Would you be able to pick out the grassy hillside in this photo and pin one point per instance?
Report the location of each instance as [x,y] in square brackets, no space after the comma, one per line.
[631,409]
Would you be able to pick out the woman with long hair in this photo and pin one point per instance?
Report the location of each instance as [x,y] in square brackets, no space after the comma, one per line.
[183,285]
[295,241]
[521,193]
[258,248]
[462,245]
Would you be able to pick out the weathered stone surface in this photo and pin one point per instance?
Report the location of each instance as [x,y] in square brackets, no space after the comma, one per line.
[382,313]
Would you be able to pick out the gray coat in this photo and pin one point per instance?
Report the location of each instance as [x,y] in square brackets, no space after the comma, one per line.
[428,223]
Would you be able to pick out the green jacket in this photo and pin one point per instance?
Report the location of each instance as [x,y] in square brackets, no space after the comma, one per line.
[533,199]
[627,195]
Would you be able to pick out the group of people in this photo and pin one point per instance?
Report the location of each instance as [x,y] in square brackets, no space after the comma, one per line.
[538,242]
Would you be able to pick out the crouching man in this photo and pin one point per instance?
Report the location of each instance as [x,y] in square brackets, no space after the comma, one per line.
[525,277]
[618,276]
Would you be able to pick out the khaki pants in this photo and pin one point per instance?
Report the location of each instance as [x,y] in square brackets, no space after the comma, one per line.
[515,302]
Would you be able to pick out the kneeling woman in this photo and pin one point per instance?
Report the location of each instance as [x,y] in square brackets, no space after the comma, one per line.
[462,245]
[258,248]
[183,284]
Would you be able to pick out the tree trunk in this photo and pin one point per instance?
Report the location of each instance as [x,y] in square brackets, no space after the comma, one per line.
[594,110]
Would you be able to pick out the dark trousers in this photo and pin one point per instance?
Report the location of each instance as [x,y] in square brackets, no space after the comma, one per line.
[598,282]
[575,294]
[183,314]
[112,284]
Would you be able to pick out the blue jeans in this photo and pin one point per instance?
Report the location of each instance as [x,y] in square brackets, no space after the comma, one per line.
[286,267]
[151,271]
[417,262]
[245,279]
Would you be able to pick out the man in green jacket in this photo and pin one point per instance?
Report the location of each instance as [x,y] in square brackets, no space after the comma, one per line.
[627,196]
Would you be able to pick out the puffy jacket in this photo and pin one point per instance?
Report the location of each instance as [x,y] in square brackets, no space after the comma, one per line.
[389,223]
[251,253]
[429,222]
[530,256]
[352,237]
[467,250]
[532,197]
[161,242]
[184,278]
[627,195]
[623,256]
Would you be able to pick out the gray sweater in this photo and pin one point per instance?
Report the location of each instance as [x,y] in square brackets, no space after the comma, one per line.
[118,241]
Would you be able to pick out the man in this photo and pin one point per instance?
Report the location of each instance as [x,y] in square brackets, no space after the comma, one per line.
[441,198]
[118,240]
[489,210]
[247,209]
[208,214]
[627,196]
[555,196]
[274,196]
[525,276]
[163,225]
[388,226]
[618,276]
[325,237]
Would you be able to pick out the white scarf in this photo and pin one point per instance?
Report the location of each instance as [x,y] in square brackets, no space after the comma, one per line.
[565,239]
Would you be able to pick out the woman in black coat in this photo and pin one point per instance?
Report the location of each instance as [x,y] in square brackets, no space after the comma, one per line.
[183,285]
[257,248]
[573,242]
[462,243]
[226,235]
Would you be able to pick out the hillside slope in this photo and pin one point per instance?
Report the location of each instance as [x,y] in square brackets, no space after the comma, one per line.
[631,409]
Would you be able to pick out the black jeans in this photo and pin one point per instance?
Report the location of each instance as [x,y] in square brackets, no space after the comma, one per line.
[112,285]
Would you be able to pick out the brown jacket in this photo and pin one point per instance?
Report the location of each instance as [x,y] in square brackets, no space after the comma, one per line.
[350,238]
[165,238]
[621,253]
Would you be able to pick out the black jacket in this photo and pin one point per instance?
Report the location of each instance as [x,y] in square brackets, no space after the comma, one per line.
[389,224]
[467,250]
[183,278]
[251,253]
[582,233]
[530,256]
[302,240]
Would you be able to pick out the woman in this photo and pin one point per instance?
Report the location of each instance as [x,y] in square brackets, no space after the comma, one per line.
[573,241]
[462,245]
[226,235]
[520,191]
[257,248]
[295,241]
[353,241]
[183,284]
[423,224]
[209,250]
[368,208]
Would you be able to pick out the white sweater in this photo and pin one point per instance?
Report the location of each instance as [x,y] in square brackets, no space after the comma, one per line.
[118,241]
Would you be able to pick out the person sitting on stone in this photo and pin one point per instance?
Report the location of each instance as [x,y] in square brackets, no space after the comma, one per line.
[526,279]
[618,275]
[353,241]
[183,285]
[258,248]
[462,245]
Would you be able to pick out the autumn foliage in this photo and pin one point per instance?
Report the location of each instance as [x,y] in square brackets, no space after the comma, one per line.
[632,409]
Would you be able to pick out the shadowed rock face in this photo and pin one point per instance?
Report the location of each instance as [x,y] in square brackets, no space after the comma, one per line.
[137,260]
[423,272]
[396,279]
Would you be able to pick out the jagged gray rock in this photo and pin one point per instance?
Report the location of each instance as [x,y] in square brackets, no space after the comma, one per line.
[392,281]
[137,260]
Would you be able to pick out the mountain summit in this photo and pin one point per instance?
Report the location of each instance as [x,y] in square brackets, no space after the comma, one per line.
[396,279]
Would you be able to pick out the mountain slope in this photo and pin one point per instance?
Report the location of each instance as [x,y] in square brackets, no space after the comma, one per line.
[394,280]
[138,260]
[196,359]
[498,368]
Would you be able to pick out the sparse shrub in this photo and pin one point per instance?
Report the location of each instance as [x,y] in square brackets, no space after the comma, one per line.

◆ ◆ ◆ ◆

● Aim
Please quote every record above exactly as it appears.

● Answer to this problem
Would you be able to pick out the grassy hillside in this photo and pin one point per instance?
Report the location of each instance as [x,y] in square brackets, no space after the comma, one per line.
[631,409]
Would you be able to pick out the woman with long hair in this photo and pin one point per instance?
Report the location of each instance as [x,y] in square brackets, no space after the comma, one per line.
[183,285]
[295,241]
[521,193]
[258,248]
[462,245]
Would you be able to pick out the weathered stone surface in this photo and pin one point per instance?
Report the location of each instance as [x,y] in square brackets, no space after the comma, one per line.
[382,313]
Would you be able to pick out the gray coat in this photo and pin one point per instance?
Report the location of each instance as [x,y] in square brackets, no space after the comma, one per line.
[428,223]
Would you be able to pick out the green jacket in this photo and pin one point per instance?
Report the location of each instance as [x,y] in square brackets, no space after the comma, one per line.
[533,199]
[627,195]
Would you be able to pick out the group of people in this photo and pin one point per instance?
Report the location of each instance as [x,y] in square brackets, no space after the comma, one per line.
[538,242]
Would you be able to pick out the crouching man in this photo and pin one point per instance?
Report the location of each instance as [x,y] in square brackets, no space after the comma, one per line.
[525,277]
[618,276]
Would you be able to pick out the khaki pants in this photo and pin one point per instance?
Report the location of each instance as [x,y] in square brackets, no space after the comma, one per line.
[515,302]
Would you be able to pick out the kneeling woman in this photo and pin one point per instance?
Report the location of each instance as [x,y] in square brackets, no space after the comma, one per line.
[462,245]
[258,248]
[183,284]
Would you be able to pick out the tree trunk in this photo and pin one point per instance?
Report the location of each instance as [x,y] in square brackets, no space after the comma, one per line.
[594,110]
Would you be able to pick out the dark trousers in this photo and pin one point per instance?
Report the location of each instance as [x,y] in square brackets, no space after the comma, one per line.
[598,282]
[575,294]
[183,314]
[112,284]
Would you be able to pick out the blue jeans in this photo and pin one point per instance?
Report the location of each instance as [x,y] in square brackets, no space after the comma, one per line.
[286,267]
[151,271]
[417,262]
[245,279]
Would you be able to pick out the man in green jacket in this photo and pin one point per instance?
Report the location of each instance as [x,y] in square brackets, no space after the comma, one per line.
[627,196]
Would you be able to pick out the puffy jacket in this photo and pin one point per instance?
Report the location of each instance as [x,y] in square brackets, no space after the comma, one per line.
[389,223]
[251,253]
[429,222]
[530,256]
[352,237]
[467,250]
[532,197]
[161,242]
[184,278]
[627,195]
[623,256]
Would you be able to pick out the gray sweater in this photo and pin one point per instance?
Report the location of each instance as [x,y] in square brackets, no space after the comma, one per line.
[118,241]
Would you be able to pick out the man in this photo and pin one point per instance?
Report the location of each instance as [x,y] in square brackets, no space after the comma, one per line.
[441,198]
[118,240]
[489,210]
[247,209]
[208,214]
[627,196]
[555,196]
[274,196]
[525,276]
[163,225]
[388,226]
[618,276]
[325,237]
Would you be able to pick out the white scarf in this photo and pin one point per instance?
Report the location of each instance as [x,y] in square brackets, no space after the comma, one per line.
[565,239]
Would you be able to pick out the woman in black coat in this photo and pin one point per instance?
Report the location of each instance as [x,y] in square brackets, no space after the comma, one per line.
[183,285]
[257,248]
[573,242]
[462,243]
[226,235]
Would you be able to pick out the hillside slope in this photo and pin one point per instance?
Report the location of each instance as [x,y] in square brackets, no space after the comma, one per line.
[631,409]
Would you be able to pick out the black jeans in this photo and pin one point per instance?
Report the location of each instance as [x,y] in square brackets, no space after the comma, one per line.
[112,285]
Would you be able to pick out the brown jacket in this photo and pin one point per instance?
Report the location of each instance as [x,y] in square brackets, no space after the comma, one per line.
[350,238]
[165,238]
[621,253]
Would you be able to pick out the black jacket in this photo and pin one point per instance?
Report the location of each instance as [x,y] in square brackets, no space after the comma, one per line.
[389,224]
[467,250]
[183,278]
[251,253]
[582,233]
[530,256]
[302,240]
Would you be able to pick out the woman in this photo and pin one point per instance?
Report the location of each instance as [x,y] in square brackets, no space after the comma, one per line.
[573,241]
[462,245]
[226,235]
[520,191]
[257,248]
[295,241]
[353,241]
[183,284]
[423,224]
[209,250]
[368,208]
Would you be able to pick out the white sweater in this photo and pin one point per instance?
Report the location of each instance as [x,y] in square brackets, no space after the comma, one per line.
[118,241]
Would you be able to pick out the person sitting on stone in this photo and pin one point per instance?
Report the location of each instance as [x,y] in square brackets, no space after the comma, one per line.
[526,279]
[618,275]
[353,241]
[183,285]
[258,248]
[462,245]
Would you be able to pick out the autumn foliage in this photo and pin one point per instance?
Report the location of each instance as [x,y] in square brackets, no space after the comma, one per line.
[632,409]
Would you be able to pick out the shadowed rock face in this photo and pin one point per instance?
Report the location of each instance as [x,y] in square brackets, no space after the comma, one per line.
[137,260]
[423,272]
[396,279]
Would you be able to pick out the jagged gray rock in this photo and pin one point per instance?
Report the location of each instance as [x,y] in square brackets, no space after the comma, one per line.
[392,281]
[137,260]
Would you be able to pick out the mountain summit in this photo and pin one point per instance?
Report the location of each instance as [x,y] in square brackets, no space after the comma, one per line.
[396,279]
Would you be able to pick out the mountain slope in this photo and pin one point per instance?
Report the location of each instance as [x,y] in square brackets, no space after the comma, one per line.
[394,280]
[138,260]
[196,359]
[498,368]
Would you be able to pick out the sparse shrub in this photo and pin one point per instance?
Report the location of each instance as [x,y] in square brackets, no space after the comma, one per line.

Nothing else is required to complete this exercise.